Your answer must be every line of the data that contains "pixel".

[Opening Task inputs section]

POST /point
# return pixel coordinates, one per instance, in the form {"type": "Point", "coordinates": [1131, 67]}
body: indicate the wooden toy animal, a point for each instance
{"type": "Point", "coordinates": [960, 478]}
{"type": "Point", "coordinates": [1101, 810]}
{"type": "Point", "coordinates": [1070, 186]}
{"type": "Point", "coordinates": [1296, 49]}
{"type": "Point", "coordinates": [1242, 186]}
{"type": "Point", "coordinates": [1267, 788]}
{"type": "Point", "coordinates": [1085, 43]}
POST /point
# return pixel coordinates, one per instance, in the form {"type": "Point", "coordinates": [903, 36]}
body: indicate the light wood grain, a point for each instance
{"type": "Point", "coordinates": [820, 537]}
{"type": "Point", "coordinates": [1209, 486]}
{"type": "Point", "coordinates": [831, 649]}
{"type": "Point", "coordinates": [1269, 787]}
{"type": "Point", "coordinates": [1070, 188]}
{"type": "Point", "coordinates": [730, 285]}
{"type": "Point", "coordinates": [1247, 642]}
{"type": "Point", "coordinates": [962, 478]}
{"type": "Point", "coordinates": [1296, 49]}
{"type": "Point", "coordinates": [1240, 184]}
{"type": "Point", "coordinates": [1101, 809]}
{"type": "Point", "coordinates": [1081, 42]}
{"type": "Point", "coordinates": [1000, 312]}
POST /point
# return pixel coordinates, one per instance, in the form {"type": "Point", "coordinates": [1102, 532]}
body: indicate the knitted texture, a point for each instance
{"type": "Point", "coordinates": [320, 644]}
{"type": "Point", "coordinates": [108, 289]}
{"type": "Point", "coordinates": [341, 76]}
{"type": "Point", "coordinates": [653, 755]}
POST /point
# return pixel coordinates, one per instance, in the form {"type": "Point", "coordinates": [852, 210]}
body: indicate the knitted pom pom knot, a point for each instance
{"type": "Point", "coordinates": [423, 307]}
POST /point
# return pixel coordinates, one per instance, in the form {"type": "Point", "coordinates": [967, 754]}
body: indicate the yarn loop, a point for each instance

[Closing Task inputs section]

Result for this task
# return pixel coordinates, one per instance, in the form {"type": "Point", "coordinates": [1131, 67]}
# return pixel coordinates, one per instance, in the form {"type": "Point", "coordinates": [903, 36]}
# return pixel coordinates, one per instance, in the form {"type": "Point", "coordinates": [1102, 532]}
# return pixel coordinates, one per instance, in the form {"type": "Point", "coordinates": [852, 210]}
# return pixel coordinates, one per instance, in the form {"type": "Point", "coordinates": [967, 754]}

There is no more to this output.